WHAT YOU WILL DO: Report every line below that contains the word "steel", matching case exactly.

Entries taken from a collection:
########
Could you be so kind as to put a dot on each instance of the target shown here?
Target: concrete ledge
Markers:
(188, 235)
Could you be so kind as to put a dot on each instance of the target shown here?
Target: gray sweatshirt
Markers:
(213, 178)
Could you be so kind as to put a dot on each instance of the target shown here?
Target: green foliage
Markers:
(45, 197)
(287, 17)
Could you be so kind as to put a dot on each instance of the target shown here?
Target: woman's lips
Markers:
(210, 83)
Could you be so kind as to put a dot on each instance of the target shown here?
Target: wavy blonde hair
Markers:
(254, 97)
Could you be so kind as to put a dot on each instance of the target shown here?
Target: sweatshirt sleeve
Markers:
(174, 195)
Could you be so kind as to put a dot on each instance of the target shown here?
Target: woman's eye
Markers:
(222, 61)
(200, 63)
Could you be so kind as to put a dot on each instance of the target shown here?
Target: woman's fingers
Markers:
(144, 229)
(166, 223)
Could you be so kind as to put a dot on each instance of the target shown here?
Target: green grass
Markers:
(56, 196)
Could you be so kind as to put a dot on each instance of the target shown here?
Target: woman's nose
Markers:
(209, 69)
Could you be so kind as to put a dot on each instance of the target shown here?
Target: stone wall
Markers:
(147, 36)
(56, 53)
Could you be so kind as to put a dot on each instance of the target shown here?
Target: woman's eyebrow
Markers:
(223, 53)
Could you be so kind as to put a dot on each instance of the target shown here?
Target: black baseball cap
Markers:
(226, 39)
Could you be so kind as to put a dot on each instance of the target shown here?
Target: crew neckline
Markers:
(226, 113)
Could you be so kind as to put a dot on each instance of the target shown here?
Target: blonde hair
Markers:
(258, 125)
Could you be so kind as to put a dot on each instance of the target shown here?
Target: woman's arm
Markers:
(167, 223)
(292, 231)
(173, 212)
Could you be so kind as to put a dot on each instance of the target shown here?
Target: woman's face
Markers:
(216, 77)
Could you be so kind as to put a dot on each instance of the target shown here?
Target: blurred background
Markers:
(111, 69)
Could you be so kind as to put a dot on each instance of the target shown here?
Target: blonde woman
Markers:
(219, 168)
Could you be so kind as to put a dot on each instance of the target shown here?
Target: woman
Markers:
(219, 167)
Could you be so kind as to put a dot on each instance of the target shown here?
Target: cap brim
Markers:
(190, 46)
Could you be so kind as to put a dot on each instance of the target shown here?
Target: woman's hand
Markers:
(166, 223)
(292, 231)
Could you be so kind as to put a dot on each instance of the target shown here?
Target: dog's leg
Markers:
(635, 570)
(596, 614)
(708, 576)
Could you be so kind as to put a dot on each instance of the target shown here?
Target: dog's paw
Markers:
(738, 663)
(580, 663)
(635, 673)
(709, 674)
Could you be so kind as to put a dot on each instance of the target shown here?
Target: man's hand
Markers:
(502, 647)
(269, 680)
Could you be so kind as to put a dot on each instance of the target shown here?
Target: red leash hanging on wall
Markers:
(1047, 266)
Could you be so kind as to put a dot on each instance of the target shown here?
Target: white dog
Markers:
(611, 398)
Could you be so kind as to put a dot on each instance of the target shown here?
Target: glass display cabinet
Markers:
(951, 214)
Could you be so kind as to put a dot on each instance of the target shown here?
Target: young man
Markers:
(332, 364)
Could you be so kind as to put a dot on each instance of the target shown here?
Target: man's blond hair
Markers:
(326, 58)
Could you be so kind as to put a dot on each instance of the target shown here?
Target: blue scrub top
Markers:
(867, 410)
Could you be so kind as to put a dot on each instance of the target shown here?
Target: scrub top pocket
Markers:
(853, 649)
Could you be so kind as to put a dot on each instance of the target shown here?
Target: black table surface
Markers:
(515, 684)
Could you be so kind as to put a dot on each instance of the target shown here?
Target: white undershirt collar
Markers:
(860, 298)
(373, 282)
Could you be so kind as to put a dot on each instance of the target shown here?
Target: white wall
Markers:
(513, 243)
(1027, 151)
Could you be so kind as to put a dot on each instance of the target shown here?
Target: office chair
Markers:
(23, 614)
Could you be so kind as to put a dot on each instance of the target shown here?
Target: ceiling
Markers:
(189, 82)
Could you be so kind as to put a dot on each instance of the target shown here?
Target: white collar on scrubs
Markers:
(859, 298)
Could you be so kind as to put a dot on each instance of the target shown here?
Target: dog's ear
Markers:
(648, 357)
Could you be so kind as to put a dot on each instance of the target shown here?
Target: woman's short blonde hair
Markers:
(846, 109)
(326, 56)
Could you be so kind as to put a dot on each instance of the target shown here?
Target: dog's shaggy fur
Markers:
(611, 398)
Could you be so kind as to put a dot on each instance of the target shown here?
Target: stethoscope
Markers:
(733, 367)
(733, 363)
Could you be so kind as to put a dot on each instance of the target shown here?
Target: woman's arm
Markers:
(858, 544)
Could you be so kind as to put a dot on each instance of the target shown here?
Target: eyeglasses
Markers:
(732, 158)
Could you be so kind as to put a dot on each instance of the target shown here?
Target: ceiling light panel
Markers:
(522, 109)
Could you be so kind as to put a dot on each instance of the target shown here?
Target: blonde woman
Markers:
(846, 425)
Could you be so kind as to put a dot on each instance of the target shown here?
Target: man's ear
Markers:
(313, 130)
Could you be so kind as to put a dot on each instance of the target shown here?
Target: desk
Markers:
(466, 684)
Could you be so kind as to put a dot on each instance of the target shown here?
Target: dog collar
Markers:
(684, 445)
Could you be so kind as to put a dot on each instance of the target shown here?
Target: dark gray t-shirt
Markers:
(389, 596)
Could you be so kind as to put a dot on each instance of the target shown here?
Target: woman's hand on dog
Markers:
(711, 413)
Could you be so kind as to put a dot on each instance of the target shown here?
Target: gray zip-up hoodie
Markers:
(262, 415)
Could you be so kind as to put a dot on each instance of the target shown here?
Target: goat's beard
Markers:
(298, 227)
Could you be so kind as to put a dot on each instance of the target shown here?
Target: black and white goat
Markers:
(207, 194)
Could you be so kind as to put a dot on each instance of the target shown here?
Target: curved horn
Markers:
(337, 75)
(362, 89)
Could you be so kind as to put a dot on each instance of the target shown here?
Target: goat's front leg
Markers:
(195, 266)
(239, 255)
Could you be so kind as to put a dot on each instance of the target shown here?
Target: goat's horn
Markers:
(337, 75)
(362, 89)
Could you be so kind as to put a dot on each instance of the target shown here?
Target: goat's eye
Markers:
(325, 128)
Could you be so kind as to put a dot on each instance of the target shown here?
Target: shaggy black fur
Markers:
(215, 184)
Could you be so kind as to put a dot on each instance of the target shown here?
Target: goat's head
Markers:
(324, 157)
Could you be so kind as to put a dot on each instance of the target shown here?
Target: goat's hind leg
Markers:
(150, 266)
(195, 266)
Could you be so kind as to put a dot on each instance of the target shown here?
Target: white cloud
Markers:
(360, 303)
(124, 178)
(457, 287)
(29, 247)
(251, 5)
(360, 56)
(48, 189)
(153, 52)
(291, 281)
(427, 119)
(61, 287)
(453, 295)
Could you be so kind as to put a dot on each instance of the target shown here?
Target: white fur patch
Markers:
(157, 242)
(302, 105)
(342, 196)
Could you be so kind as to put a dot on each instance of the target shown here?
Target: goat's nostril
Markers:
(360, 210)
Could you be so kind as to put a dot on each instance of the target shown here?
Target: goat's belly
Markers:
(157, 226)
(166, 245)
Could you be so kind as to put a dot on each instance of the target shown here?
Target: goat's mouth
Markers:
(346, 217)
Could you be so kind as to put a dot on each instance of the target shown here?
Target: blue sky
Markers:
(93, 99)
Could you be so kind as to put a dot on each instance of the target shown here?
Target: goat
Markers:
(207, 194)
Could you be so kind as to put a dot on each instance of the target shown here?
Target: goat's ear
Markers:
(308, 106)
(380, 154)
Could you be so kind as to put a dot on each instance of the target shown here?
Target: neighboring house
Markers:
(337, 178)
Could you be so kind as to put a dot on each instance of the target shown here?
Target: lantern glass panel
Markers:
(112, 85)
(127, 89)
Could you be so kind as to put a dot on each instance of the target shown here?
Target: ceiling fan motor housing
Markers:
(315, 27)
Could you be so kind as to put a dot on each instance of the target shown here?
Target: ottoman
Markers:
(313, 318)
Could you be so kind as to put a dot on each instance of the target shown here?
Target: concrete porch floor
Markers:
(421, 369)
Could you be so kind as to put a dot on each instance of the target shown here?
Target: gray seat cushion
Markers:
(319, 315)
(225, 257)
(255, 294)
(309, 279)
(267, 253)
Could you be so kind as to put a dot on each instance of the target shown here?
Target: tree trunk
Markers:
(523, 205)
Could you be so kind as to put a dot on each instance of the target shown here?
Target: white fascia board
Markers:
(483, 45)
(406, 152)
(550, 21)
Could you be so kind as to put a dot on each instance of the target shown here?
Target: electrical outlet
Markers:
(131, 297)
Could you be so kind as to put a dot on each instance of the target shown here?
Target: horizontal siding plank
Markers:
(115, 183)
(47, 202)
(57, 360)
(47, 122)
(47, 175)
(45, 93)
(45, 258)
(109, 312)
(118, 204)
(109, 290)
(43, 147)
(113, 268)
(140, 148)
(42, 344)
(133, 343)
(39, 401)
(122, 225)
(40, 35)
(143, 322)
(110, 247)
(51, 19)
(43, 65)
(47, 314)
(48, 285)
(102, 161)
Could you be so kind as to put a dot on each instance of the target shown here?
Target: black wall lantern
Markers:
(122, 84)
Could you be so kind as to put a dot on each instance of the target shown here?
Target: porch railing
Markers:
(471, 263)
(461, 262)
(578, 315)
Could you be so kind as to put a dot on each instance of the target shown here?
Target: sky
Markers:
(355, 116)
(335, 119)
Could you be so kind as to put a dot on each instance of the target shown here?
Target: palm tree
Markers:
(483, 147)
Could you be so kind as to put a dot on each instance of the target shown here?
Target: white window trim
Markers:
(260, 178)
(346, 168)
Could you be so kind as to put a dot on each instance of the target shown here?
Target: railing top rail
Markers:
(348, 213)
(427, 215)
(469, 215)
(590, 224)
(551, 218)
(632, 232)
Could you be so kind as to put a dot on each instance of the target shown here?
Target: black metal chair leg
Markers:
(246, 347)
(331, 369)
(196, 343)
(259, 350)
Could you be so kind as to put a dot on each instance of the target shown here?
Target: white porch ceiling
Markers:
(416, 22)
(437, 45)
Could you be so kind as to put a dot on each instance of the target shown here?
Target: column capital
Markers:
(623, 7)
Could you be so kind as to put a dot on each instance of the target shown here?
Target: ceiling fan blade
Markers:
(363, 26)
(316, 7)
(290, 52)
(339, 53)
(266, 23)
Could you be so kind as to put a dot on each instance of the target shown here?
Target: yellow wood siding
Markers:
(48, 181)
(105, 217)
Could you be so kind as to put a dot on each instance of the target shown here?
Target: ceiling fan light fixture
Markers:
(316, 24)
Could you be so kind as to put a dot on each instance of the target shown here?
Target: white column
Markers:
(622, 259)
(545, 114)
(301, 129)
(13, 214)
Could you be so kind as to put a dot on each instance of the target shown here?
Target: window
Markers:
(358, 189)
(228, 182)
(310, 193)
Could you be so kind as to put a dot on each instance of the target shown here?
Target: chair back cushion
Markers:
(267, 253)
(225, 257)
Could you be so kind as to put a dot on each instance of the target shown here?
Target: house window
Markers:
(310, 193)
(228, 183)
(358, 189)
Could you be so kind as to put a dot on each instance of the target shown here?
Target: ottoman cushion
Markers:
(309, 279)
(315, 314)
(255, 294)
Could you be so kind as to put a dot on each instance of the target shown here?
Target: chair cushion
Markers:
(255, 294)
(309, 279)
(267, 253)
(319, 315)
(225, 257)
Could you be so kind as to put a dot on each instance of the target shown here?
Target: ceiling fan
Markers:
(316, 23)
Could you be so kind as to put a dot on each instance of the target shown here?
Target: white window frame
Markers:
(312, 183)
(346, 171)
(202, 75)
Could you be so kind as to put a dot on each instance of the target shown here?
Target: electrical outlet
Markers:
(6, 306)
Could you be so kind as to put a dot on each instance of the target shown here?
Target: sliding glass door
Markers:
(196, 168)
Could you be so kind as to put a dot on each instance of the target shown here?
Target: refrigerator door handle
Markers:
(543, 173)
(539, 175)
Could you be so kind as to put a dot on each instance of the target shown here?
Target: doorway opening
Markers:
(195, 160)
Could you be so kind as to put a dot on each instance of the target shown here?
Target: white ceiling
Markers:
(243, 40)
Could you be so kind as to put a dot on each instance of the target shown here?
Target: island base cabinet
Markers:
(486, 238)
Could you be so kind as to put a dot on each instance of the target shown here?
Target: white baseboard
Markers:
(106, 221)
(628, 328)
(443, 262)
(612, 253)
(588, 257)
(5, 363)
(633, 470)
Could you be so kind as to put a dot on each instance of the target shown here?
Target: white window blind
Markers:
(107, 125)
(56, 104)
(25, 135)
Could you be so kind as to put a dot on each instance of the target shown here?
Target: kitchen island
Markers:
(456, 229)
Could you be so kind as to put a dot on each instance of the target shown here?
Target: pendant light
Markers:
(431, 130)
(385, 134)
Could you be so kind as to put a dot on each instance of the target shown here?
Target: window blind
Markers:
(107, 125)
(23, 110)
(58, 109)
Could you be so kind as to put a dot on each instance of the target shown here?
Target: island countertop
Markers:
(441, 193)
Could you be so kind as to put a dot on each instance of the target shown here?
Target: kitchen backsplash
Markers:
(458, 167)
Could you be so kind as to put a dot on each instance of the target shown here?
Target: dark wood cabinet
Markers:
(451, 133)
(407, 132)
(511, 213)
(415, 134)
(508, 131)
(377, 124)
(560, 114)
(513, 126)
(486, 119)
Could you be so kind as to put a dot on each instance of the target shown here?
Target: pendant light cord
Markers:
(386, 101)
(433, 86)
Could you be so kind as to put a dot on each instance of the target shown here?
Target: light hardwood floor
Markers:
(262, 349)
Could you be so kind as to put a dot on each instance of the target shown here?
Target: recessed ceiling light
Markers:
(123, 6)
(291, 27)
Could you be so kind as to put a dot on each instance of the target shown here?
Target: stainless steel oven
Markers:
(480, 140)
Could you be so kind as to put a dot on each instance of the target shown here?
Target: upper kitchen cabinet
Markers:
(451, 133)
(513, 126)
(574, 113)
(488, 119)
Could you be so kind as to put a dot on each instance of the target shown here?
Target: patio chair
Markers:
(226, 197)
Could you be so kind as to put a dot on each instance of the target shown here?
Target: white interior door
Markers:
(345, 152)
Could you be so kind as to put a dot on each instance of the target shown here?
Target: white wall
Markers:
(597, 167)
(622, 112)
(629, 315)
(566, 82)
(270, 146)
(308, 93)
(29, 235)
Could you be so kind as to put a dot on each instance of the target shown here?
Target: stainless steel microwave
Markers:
########
FINAL ANSWER:
Target: stainless steel oven
Target: stainless steel microwave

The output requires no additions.